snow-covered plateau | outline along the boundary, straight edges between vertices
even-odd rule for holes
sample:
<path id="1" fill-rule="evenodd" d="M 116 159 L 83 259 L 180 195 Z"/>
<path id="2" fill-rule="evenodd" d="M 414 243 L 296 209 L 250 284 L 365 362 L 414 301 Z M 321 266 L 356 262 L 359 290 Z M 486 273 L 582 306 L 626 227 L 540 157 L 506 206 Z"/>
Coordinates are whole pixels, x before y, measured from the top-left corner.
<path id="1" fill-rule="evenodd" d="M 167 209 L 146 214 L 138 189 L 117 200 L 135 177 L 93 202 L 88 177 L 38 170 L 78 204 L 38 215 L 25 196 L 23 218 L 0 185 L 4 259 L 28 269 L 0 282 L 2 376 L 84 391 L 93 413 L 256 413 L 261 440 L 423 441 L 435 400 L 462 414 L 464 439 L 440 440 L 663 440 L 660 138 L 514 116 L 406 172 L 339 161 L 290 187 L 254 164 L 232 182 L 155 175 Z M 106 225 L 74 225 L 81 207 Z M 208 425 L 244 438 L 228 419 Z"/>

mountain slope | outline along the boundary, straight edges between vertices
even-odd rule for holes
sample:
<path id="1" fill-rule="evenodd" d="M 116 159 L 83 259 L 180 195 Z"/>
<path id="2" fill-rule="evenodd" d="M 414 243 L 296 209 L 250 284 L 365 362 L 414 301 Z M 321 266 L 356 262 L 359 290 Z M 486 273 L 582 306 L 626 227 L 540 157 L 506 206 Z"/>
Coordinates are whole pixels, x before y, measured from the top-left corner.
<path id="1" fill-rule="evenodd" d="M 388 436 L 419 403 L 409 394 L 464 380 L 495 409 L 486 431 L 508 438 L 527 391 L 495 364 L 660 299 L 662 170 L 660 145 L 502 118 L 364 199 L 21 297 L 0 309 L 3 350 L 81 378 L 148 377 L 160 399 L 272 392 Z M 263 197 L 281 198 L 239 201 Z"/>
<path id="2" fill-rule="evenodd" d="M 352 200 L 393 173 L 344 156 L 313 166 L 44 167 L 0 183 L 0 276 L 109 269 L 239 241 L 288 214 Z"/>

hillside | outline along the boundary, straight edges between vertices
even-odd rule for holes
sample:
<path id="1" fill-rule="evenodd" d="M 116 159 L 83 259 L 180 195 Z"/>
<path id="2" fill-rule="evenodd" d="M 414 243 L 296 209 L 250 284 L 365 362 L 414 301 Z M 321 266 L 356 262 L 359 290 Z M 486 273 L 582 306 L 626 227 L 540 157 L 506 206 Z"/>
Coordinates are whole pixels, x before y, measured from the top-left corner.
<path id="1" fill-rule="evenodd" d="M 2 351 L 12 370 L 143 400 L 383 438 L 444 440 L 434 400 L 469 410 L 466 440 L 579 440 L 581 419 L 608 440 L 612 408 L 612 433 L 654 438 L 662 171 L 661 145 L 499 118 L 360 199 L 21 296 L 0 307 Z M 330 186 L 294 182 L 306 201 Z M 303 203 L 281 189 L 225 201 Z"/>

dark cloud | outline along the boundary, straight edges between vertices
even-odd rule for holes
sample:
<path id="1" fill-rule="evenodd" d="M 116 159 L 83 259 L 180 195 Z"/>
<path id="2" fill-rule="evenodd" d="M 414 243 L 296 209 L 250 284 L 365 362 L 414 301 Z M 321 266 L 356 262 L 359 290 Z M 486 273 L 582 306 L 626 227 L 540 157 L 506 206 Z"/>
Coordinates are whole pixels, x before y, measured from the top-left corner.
....................
§ What the exercise asks
Render every line of the material above as a numbered list, omitting the blank lines.

§ The answer
1. snow-covered plateau | outline along the boundary, straight edges between vertices
2. even-odd rule for holes
3. sample:
4. <path id="1" fill-rule="evenodd" d="M 116 159 L 83 259 L 180 195 Z"/>
5. <path id="2" fill-rule="evenodd" d="M 414 243 L 296 209 L 250 284 L 365 362 L 414 301 Z M 321 266 L 356 262 L 359 290 Z M 486 273 L 582 306 L 626 227 L 540 157 L 506 206 Z"/>
6. Coordinates are whole pixels, x before y, measured from the top-left corner.
7. <path id="1" fill-rule="evenodd" d="M 167 209 L 146 214 L 138 189 L 117 200 L 135 177 L 93 202 L 88 177 L 38 170 L 78 204 L 38 215 L 25 196 L 23 218 L 0 185 L 4 259 L 28 269 L 0 282 L 2 376 L 84 391 L 93 413 L 256 413 L 261 440 L 423 441 L 435 400 L 462 414 L 464 439 L 440 440 L 663 440 L 660 138 L 514 116 L 406 172 L 339 161 L 290 187 L 254 164 L 232 182 L 155 175 Z M 106 225 L 74 225 L 81 207 Z M 208 425 L 244 438 L 228 419 Z"/>
8. mountain slope | outline along the boundary, straight edges between vertices
9. even-odd rule for holes
10. sample:
11. <path id="1" fill-rule="evenodd" d="M 116 159 L 83 259 L 180 195 Z"/>
12. <path id="2" fill-rule="evenodd" d="M 414 243 L 296 209 L 250 284 L 365 362 L 414 301 Z M 321 266 L 356 262 L 359 290 Z M 486 273 L 582 306 L 626 227 L 540 157 L 506 206 Z"/>
13. Coordinates are whole pixels, x before y, measured from the top-left corner.
14. <path id="1" fill-rule="evenodd" d="M 388 436 L 419 403 L 409 394 L 464 380 L 495 409 L 486 431 L 508 438 L 527 391 L 495 364 L 660 299 L 662 170 L 660 145 L 502 118 L 364 199 L 21 297 L 0 309 L 3 350 L 81 378 L 148 377 L 160 399 L 272 392 Z M 263 197 L 281 198 L 239 201 Z"/>
15. <path id="2" fill-rule="evenodd" d="M 352 200 L 393 173 L 344 156 L 313 166 L 44 167 L 0 183 L 0 276 L 109 269 L 239 241 L 288 214 Z"/>
16. hillside | outline along the boundary, straight edges between vertices
17. even-odd rule for holes
18. sample:
19. <path id="1" fill-rule="evenodd" d="M 116 159 L 83 259 L 180 195 Z"/>
20. <path id="2" fill-rule="evenodd" d="M 414 243 L 296 209 L 250 284 L 365 362 L 414 301 Z M 321 266 L 356 262 L 359 290 Z M 486 273 L 582 306 L 626 227 L 540 157 L 506 206 Z"/>
21. Coordinates are whole pixels, x before y, measured from the top-left corner.
22. <path id="1" fill-rule="evenodd" d="M 2 351 L 12 370 L 143 400 L 383 438 L 444 440 L 434 400 L 469 410 L 466 440 L 579 440 L 581 419 L 608 440 L 612 408 L 612 433 L 654 438 L 662 171 L 661 145 L 499 118 L 360 199 L 21 296 L 0 307 Z M 330 186 L 294 182 L 306 201 Z M 303 203 L 281 189 L 225 201 Z"/>
23. dark cloud | outline along the boundary, straight edges between vertices
24. even-odd rule for holes
25. sample:
26. <path id="1" fill-rule="evenodd" d="M 116 159 L 83 259 L 180 195 Z"/>
27. <path id="2" fill-rule="evenodd" d="M 414 243 L 296 209 L 250 284 L 365 362 L 414 301 Z M 321 266 L 356 262 L 359 290 Z M 486 273 L 582 306 L 626 227 L 540 157 L 506 206 Z"/>
28. Coordinates are whole pixels, x before y, measured from the top-left corner.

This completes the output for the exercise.